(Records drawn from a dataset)
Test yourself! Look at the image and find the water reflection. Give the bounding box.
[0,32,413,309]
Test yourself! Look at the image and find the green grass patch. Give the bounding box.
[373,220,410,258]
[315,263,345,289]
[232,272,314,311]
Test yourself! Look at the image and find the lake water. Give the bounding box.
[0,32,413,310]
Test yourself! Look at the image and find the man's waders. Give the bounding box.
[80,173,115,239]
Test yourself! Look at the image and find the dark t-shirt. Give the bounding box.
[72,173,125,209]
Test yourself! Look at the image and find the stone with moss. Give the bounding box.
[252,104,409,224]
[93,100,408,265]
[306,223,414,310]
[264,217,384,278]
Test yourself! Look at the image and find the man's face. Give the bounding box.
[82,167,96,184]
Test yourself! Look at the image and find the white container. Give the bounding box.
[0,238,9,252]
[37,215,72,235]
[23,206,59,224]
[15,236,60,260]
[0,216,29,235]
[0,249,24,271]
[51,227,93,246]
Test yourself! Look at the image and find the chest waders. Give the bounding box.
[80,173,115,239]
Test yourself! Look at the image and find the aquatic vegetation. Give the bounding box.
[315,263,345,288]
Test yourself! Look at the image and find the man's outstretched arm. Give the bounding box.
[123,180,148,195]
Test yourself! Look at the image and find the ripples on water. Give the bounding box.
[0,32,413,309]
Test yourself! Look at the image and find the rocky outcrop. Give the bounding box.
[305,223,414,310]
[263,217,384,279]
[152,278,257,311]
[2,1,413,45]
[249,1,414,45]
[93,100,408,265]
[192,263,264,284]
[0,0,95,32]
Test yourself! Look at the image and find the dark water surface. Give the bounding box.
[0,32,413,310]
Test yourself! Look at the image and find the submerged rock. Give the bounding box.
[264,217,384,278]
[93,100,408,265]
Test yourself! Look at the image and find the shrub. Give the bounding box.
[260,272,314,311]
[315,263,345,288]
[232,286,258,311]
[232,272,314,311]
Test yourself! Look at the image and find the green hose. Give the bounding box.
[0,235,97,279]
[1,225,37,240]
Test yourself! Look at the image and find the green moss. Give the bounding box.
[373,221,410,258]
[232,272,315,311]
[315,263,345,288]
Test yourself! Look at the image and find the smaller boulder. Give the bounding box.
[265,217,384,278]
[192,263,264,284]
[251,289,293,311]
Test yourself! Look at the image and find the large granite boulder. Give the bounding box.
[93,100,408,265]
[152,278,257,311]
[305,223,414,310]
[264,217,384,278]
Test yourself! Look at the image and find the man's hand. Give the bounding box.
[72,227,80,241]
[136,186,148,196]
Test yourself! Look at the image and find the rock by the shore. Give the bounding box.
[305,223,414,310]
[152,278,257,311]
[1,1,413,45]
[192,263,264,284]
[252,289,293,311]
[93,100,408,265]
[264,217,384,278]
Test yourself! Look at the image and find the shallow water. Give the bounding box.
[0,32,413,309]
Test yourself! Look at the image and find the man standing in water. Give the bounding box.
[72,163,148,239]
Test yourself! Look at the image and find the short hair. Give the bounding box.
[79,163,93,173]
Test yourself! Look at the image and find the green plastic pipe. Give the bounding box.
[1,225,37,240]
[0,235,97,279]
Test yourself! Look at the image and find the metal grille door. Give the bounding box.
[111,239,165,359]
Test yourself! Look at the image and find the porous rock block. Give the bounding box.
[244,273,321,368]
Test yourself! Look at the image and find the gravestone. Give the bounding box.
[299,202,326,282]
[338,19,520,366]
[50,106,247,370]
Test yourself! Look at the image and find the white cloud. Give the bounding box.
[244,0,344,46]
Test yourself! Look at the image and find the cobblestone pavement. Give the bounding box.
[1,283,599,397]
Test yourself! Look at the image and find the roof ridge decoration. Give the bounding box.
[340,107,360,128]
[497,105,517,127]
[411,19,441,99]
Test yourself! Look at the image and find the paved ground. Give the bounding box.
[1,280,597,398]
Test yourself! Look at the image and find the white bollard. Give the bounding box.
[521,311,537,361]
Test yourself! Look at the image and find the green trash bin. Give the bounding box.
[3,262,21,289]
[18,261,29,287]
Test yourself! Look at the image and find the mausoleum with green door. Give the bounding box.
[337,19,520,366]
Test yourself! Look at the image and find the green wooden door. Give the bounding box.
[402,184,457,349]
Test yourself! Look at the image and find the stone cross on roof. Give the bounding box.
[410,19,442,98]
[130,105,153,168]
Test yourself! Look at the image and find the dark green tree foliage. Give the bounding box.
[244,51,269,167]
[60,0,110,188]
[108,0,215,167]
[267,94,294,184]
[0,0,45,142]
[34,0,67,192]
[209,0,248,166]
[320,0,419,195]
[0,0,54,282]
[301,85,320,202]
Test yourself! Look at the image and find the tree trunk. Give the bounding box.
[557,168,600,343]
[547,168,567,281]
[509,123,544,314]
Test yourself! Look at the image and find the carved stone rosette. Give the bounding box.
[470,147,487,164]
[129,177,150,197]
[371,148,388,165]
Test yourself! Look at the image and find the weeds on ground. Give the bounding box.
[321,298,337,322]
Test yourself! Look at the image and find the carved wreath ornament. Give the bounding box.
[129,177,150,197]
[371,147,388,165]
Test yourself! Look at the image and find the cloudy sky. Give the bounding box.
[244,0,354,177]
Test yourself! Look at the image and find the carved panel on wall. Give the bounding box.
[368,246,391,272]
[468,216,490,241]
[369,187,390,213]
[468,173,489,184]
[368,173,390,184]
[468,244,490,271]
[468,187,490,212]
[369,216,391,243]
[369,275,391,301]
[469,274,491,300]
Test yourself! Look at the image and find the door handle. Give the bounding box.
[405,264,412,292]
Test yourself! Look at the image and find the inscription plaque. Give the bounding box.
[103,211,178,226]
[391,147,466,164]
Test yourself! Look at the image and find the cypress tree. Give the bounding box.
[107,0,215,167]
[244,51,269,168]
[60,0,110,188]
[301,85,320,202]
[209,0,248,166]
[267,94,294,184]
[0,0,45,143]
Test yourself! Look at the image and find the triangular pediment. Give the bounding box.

> [WORK REQUEST]:
Only one span is to be repeated: the line with "Test yourself! Look at the image and find the weeds" through the final line of the entries above, word for word.

> [REPLY]:
Test yourself! Look at the image and find the weeds on ground. Give the bounding box.
[321,298,337,322]
Test yourself! Look at the image and find the carved wreath ornament. Give the bounding box.
[129,177,150,197]
[371,147,388,165]
Test yourself! Look at the image and find the cloudy sky. Give the bounding box.
[244,0,354,177]
Test yourself! Look at the image and find the carved panel on wall. Give the bounding box.
[368,246,391,272]
[468,216,490,241]
[369,187,390,213]
[468,173,489,184]
[368,173,390,184]
[468,244,490,271]
[468,187,490,212]
[369,216,391,243]
[369,275,391,301]
[469,274,491,300]
Test yourself! Look at the image and find the door handle. Give the bounding box.
[405,264,412,292]
Test yourself! Look at the image and find the inscription plaque. Give the bounding box.
[103,211,178,226]
[391,147,466,164]
Test yourself! Look at the image and find the cypress tree. Give the bounding box.
[107,0,215,167]
[244,51,269,168]
[60,0,110,188]
[301,85,320,202]
[209,0,248,166]
[267,94,294,184]
[0,0,45,143]
Test yourself! Look at the image and find the triangular pediment. Give the bounding box.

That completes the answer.